Pakistani economist (1930–2016)

Manzoor Mirza (13 August 1930 - 28 March 2016) was a Pakistani educationist who also was an Additional Secretary of Education, and Professor of Economics.

He authored many books on English and economics, as well as writing several book reviews.

==Early life and education==
Born and raised in Bhimber, Azad Jammu and Kashmir, he passed matriculation exam after attending Bhimber High School. Manzoor Mirza graduated with honours in English Literature from Murray College Sialkot and went to University of the Punjab Lahore for his master's degree in Economics. He received his master's degree in 1952.

==Career==
After finishing his college education, he started teaching Economics as a lecturer. Then he became the founding principal of Government College for Boys in Phalia, Mandi Bahauddin District, Punjab (Pakistan). For some time, he served as a director of colleges, Multan Division. Later, he was sent on deputation to a university in Kampala, Uganda as associate professor of Economics. In 1989, he represented Pakistan in a South Asian Association for Regional Cooperation (SAARC) conference held in India.

He also served as a panelist at the Civil Services Academy Lahore in Punjab, Pakistan as well as a guest speaker at National Institute of Public Administration (NIPA).

Exercises:
(a) Answer these questions from the passage on Manzoor Mirza, one line each:
(i) From which university did he receive his master's degree in Economics, and in what year?
(ii) What institution did he lead as founding principal?
(iii) In what year did he represent Pakistan at a SAARC conference held in India?
(b) For each statement, say whether the passage on Manzoor Mirza agrees, and quote the deciding words:
(i) He studied English Literature at Murray College Sialkot.
(ii) He was sent on deputation to a university in Nairobi.
(iii) He served as a panelist at the Civil Services Academy Lahore.

[Records from a collection]

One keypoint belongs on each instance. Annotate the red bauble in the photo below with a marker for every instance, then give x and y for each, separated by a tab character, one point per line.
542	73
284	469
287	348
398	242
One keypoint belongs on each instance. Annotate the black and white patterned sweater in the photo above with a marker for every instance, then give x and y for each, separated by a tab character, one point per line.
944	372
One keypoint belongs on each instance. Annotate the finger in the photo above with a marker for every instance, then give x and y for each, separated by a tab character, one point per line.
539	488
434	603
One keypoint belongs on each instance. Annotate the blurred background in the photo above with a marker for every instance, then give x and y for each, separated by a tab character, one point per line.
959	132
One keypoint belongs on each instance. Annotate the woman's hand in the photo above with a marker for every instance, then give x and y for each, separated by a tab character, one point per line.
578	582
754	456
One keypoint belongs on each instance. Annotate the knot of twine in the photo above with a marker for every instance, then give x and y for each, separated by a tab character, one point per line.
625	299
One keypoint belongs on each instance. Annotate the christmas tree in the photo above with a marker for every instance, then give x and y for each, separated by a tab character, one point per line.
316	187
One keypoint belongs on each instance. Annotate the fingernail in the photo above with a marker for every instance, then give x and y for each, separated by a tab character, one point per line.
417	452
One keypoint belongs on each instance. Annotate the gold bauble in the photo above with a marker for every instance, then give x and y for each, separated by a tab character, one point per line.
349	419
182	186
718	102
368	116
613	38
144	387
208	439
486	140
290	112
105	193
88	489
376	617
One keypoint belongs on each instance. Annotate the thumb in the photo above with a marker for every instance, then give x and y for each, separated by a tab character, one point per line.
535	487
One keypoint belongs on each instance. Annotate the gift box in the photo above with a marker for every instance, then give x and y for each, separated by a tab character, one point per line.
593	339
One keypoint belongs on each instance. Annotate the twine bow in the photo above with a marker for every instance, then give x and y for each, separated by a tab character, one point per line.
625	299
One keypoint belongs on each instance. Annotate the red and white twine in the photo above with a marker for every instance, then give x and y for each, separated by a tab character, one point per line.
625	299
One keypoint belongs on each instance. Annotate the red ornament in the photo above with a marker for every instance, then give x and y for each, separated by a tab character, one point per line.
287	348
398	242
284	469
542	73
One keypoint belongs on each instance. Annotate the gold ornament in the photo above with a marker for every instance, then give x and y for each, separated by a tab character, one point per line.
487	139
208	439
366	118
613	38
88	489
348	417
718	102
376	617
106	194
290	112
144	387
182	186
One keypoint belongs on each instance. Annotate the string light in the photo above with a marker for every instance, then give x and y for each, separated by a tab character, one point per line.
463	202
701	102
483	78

Task-by-task answers:
(a)
(i) University of the Punjab Lahore, in 1952.
(ii) Government College for Boys in Phalia, Mandi Bahauddin District, Punjab (Pakistan).
(iii) 1989.

(b)
(i) Yes: "graduated with honours in English Literature from Murray College Sialkot"
(ii) No: "he was sent on deputation to a university in Kampala, Uganda"
(iii) Yes: "He also served as a panelist at the Civil Services Academy Lahore"